------ MATERIAL SUPPLIED ------

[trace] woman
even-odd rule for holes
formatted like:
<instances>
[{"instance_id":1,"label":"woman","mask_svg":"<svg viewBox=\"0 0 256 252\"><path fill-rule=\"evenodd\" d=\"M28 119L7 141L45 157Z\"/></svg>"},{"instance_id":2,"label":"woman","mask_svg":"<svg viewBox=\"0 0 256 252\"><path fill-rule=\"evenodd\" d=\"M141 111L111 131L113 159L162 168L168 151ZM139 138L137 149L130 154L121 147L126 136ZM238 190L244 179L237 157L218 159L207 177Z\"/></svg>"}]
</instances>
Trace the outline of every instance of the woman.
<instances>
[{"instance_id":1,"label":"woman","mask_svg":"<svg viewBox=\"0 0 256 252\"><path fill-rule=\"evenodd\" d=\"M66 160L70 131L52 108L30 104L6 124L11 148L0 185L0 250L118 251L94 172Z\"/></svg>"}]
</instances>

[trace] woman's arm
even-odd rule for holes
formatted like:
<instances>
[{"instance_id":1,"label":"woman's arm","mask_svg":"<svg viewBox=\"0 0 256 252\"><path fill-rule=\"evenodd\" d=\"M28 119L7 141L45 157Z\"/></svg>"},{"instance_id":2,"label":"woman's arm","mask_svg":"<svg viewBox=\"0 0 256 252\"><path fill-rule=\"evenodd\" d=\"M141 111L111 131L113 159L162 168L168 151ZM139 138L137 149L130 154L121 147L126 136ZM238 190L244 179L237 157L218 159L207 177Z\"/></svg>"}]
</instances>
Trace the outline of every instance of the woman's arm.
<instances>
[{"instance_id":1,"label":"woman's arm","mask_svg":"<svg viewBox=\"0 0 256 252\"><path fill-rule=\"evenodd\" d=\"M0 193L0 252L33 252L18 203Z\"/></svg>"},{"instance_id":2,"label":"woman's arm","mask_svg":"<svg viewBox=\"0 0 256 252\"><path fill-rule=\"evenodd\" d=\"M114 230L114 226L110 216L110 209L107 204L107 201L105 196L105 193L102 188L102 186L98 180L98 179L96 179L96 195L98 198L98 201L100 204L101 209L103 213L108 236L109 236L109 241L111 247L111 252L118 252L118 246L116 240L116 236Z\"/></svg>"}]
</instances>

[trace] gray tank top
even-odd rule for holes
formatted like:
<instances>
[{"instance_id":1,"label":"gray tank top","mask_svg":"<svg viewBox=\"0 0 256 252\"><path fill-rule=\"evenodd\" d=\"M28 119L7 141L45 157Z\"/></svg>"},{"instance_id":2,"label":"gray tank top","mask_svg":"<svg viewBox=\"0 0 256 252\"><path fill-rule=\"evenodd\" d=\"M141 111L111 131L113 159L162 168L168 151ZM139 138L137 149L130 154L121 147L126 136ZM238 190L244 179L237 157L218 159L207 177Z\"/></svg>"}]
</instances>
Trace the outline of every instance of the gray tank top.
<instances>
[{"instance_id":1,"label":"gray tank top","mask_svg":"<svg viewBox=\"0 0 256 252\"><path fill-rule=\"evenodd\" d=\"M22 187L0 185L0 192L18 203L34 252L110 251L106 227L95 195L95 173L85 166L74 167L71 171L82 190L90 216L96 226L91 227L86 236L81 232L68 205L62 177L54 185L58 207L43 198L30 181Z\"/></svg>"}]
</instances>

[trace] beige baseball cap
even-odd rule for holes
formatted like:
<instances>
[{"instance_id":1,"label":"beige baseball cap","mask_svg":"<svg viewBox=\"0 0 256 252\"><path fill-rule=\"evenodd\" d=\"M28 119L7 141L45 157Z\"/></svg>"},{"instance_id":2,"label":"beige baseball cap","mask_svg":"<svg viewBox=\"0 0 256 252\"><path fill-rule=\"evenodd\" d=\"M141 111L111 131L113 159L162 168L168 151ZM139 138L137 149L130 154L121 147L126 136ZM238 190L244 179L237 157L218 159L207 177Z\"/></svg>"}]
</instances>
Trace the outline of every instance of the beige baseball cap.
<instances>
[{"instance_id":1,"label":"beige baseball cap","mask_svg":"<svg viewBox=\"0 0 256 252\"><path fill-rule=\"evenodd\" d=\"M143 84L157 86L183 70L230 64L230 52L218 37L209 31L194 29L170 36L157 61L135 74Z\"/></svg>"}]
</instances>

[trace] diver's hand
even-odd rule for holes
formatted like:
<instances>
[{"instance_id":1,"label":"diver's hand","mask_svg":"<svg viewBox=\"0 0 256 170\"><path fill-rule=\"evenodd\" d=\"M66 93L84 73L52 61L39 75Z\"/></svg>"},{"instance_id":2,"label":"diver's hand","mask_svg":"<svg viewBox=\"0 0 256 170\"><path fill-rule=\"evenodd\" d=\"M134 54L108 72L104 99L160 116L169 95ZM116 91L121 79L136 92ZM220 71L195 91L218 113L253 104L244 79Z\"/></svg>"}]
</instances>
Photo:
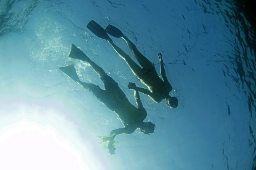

------

**PROBLEM TO SOLVE:**
Present every line of the data above as a numbered list, omitting blank lines and any pictures.

**EXPECTED OUTPUT:**
1. [trace] woman
2. even-odd rule for holes
3. formatted like:
4. <instances>
5. [{"instance_id":1,"label":"woman","mask_svg":"<svg viewBox=\"0 0 256 252\"><path fill-rule=\"evenodd\" d=\"M28 119L7 141L45 157Z\"/></svg>"},{"instance_id":2,"label":"woman","mask_svg":"<svg viewBox=\"0 0 256 252\"><path fill-rule=\"evenodd\" d=\"M141 111L111 131L113 159L162 168L168 151ZM139 138L137 149L130 154L121 147L126 136ZM238 190L244 179L237 157L218 159L207 177Z\"/></svg>"}]
6. </instances>
7. Trace the outline of every instance of the woman.
8. <instances>
9. [{"instance_id":1,"label":"woman","mask_svg":"<svg viewBox=\"0 0 256 252\"><path fill-rule=\"evenodd\" d=\"M66 160L70 131L52 108L30 104L6 124L11 148L0 185L0 250L118 251L94 172Z\"/></svg>"}]
10. </instances>
11. [trace] woman's arm
12. even-odd rule for holes
13. formatted like:
14. <instances>
15. [{"instance_id":1,"label":"woman's arm","mask_svg":"<svg viewBox=\"0 0 256 252\"><path fill-rule=\"evenodd\" d=\"M28 119L7 141L45 157Z\"/></svg>"},{"instance_id":2,"label":"woman's arm","mask_svg":"<svg viewBox=\"0 0 256 252\"><path fill-rule=\"evenodd\" d=\"M141 111L111 131L113 159L162 168L168 151ZM139 138L137 149L130 154L121 147L126 136ZM238 190L244 179L237 157L218 159L207 177Z\"/></svg>"}]
16. </instances>
17. Trace the outline of every instance of the woman's arm.
18. <instances>
19. [{"instance_id":1,"label":"woman's arm","mask_svg":"<svg viewBox=\"0 0 256 252\"><path fill-rule=\"evenodd\" d=\"M0 193L0 252L33 252L18 203Z\"/></svg>"},{"instance_id":2,"label":"woman's arm","mask_svg":"<svg viewBox=\"0 0 256 252\"><path fill-rule=\"evenodd\" d=\"M114 230L114 226L110 216L110 209L107 204L107 201L105 196L105 193L102 188L102 186L98 180L98 179L96 179L96 195L98 198L98 201L100 204L101 209L103 213L108 236L109 236L109 241L111 247L111 252L118 252L118 246L116 240L116 236Z\"/></svg>"}]
20. </instances>
21. [trace] gray tank top
22. even-odd rule for holes
23. formatted like:
24. <instances>
25. [{"instance_id":1,"label":"gray tank top","mask_svg":"<svg viewBox=\"0 0 256 252\"><path fill-rule=\"evenodd\" d=\"M28 119L7 141L45 157Z\"/></svg>"},{"instance_id":2,"label":"gray tank top","mask_svg":"<svg viewBox=\"0 0 256 252\"><path fill-rule=\"evenodd\" d=\"M141 111L111 131L113 159L162 168L168 151ZM139 138L137 149L130 154L121 147L126 136ZM238 190L244 179L237 157L218 159L207 177Z\"/></svg>"}]
26. </instances>
27. Trace the outline of every instance of the gray tank top.
28. <instances>
29. [{"instance_id":1,"label":"gray tank top","mask_svg":"<svg viewBox=\"0 0 256 252\"><path fill-rule=\"evenodd\" d=\"M22 187L0 185L0 192L18 203L34 252L110 251L106 227L95 195L95 173L85 166L74 167L71 171L82 190L90 216L96 226L91 227L86 236L81 232L68 205L62 177L54 185L58 207L43 198L30 181Z\"/></svg>"}]
30. </instances>
31. [trace] beige baseball cap
32. even-odd rule for holes
33. formatted like:
34. <instances>
35. [{"instance_id":1,"label":"beige baseball cap","mask_svg":"<svg viewBox=\"0 0 256 252\"><path fill-rule=\"evenodd\" d=\"M28 119L7 141L45 157Z\"/></svg>"},{"instance_id":2,"label":"beige baseball cap","mask_svg":"<svg viewBox=\"0 0 256 252\"><path fill-rule=\"evenodd\" d=\"M141 111L111 131L113 159L162 168L168 151ZM139 138L137 149L130 154L121 147L126 136ZM238 190L244 179L237 157L218 159L207 177Z\"/></svg>"}]
36. </instances>
37. Trace the outline of every instance of the beige baseball cap.
38. <instances>
39. [{"instance_id":1,"label":"beige baseball cap","mask_svg":"<svg viewBox=\"0 0 256 252\"><path fill-rule=\"evenodd\" d=\"M143 84L157 86L183 70L230 64L230 52L218 37L209 31L194 29L170 36L157 61L135 74Z\"/></svg>"}]
40. </instances>
41. [trace] diver's hand
42. even-odd rule for holes
43. formatted like:
44. <instances>
45. [{"instance_id":1,"label":"diver's hand","mask_svg":"<svg viewBox=\"0 0 256 170\"><path fill-rule=\"evenodd\" d=\"M66 93L84 73L52 61L39 75Z\"/></svg>"},{"instance_id":2,"label":"diver's hand","mask_svg":"<svg viewBox=\"0 0 256 170\"><path fill-rule=\"evenodd\" d=\"M134 54L108 72L104 99L160 116L169 95ZM116 91L121 79L136 92ZM220 71L195 91L218 113L253 104L244 79Z\"/></svg>"}]
46. </instances>
47. Photo:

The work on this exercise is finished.